**What to work on**
Please carry on the passage about Hassan and Democratic turnout, picking up right after its last sentence.

**Document segment**
And, Moore adds, forget the public polling. It is unreliable. “Watch how the candidates are acting and reacting. They invariably have better numbers than the public polls and the message the Democrats are sending is that they are very nervous that their people won’t show up.”
Dave Carney, a longtime GOP strategist, had the same take.
“I think she has good poll numbers and they show Democrats aren’t going to turn out,” Carney said. “Six months of ‘I love abortion, and Big Oil, too’ hasn’t worked. The first message only motivates the voters she’s already got, and the second part has progressives saying, ‘Why should I vote for you? You hacks are all the same.'”
Hassan is still viewed as the odds-on favorite to win in November. But to win, she needs Democrats to turn out. She can’t rely on independent voters who are angry at Democrats over inflation, crime, and the border but decide to back her because they think Bolduc’s too extreme on abortion.

**Source data**

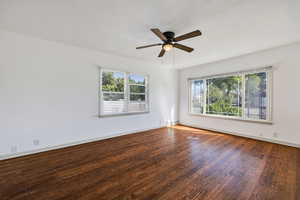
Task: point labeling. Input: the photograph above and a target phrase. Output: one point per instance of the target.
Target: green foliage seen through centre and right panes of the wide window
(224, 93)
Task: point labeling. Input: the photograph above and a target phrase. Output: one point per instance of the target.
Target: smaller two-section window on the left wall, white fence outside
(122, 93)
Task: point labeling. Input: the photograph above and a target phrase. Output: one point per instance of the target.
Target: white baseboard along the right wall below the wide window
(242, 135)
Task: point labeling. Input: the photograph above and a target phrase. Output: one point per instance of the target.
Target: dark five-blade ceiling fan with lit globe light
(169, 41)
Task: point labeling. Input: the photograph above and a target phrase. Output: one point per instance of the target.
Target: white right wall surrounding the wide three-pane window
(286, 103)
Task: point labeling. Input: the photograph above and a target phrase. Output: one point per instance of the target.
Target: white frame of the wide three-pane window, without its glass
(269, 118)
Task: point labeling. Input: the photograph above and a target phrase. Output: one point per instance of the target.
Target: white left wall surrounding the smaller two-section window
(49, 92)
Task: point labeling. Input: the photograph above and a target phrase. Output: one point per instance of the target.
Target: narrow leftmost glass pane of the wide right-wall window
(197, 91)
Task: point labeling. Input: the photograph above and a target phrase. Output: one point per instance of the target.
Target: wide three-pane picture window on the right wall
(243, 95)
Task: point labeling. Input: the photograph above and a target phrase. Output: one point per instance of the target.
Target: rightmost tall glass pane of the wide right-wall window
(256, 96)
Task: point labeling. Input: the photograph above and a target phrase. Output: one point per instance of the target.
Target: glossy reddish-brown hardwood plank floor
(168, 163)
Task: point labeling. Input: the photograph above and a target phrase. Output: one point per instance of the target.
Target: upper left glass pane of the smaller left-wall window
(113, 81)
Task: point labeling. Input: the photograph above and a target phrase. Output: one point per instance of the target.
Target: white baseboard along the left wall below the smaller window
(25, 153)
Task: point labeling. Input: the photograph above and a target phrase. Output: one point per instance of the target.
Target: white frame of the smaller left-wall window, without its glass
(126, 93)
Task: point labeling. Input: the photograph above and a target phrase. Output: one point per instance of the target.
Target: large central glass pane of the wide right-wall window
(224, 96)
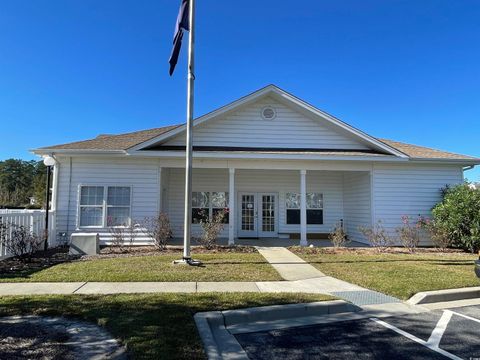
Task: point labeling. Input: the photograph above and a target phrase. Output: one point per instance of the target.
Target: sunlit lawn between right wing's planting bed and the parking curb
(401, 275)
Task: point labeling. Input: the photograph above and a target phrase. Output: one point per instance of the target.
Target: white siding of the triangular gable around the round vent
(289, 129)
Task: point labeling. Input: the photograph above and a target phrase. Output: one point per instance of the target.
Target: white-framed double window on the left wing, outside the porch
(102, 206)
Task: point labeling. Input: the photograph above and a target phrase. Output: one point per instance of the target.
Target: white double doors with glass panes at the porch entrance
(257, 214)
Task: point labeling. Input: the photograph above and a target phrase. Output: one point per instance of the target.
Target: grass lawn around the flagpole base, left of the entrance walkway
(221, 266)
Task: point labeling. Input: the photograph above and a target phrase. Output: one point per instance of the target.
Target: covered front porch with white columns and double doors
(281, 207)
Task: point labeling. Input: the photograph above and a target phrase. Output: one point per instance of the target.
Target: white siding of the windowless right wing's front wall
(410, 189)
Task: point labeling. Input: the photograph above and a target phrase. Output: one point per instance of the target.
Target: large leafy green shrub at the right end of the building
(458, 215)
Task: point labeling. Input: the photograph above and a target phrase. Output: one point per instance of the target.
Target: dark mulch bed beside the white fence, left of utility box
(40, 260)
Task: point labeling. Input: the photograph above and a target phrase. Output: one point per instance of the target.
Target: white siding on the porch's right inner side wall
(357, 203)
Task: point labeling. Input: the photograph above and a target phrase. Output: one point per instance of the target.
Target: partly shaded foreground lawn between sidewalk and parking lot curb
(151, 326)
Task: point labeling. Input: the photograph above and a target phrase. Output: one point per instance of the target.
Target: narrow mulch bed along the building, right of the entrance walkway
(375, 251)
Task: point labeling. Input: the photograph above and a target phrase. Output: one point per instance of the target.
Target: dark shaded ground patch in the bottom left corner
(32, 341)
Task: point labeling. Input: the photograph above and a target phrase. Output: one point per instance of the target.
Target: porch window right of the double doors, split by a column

**Final answer**
Those independents might not vote, but if they do — it definitely won’t be for her.
If Democrats stay home, the result could be the sort of 1994 or 2010 wave that sweeps out politicians like Hassan. That is what happens in wave elections. Incumbents who look safe lose because they have more support among people who answer pollsters’ phone calls than they do among the ones motivated to actually show up and vote.
Based on her debate performance, Hassan knows that could be her.